--- Requirements ---
Will you output all of the data below exactly, omitting the images?

--- Extracted entries ---
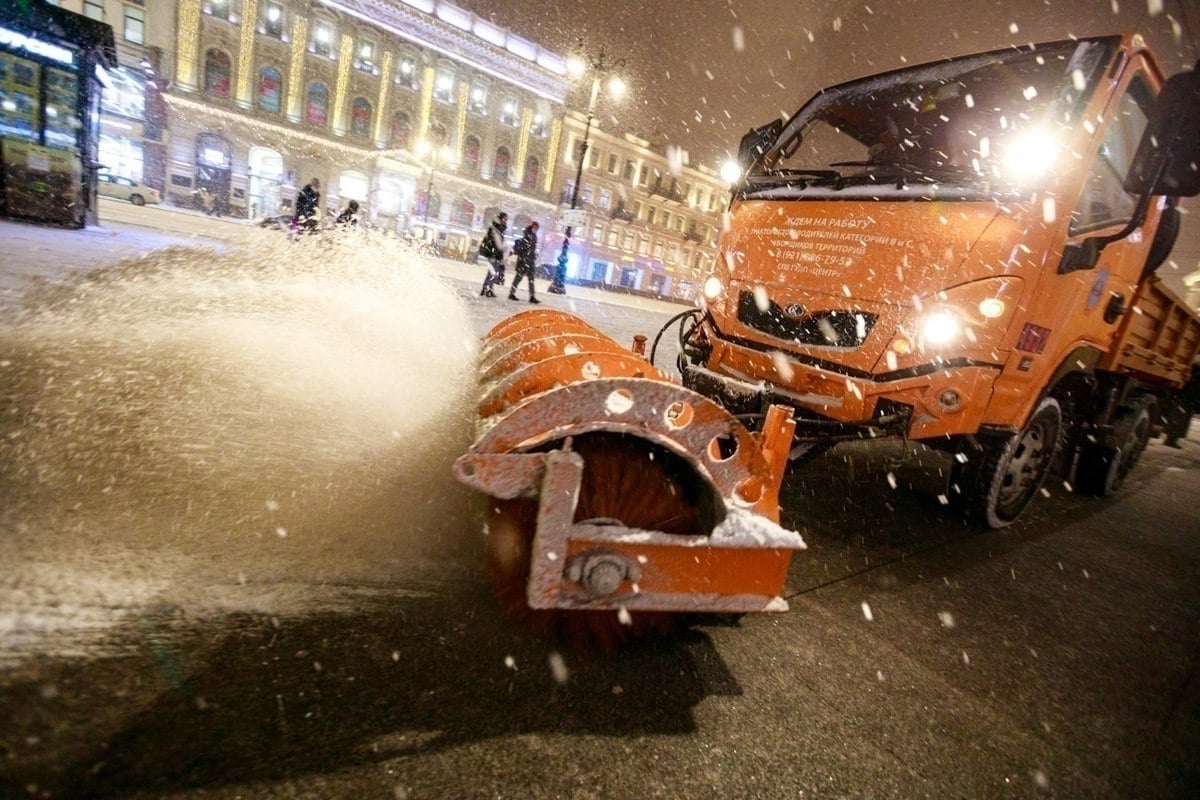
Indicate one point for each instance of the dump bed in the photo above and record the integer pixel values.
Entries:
(1159, 338)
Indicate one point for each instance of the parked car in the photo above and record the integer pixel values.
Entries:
(279, 222)
(124, 188)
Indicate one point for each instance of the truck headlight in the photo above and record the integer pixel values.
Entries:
(940, 326)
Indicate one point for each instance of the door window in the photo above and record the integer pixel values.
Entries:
(1104, 202)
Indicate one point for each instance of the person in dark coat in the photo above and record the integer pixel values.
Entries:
(349, 216)
(492, 248)
(527, 257)
(307, 202)
(1180, 408)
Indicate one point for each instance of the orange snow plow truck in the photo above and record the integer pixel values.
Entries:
(964, 253)
(959, 253)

--- Completed task ---
Indicate one point for each instance of the dump bed in the photo above and record the integer pixel values.
Entries:
(1159, 338)
Indicate one point for each instance of the parked car in the photo above and record the integer pixel values.
Entries:
(279, 222)
(124, 188)
Indicate one point for each instance of the truck headlight in the photo above and record the integer pixel values.
Entries:
(940, 326)
Indicate one point for each instance of the door window in the photo above and record the integer pixel values.
Entries:
(1104, 202)
Indicate one point for each instance of the person in dark coat in the photo above and record the integer pixel values.
Entries:
(349, 216)
(492, 248)
(527, 257)
(307, 202)
(1180, 408)
Indicate one point for each instance of the orange snow plow truck in the photo above and record the integer pixel values.
Entries:
(964, 253)
(959, 253)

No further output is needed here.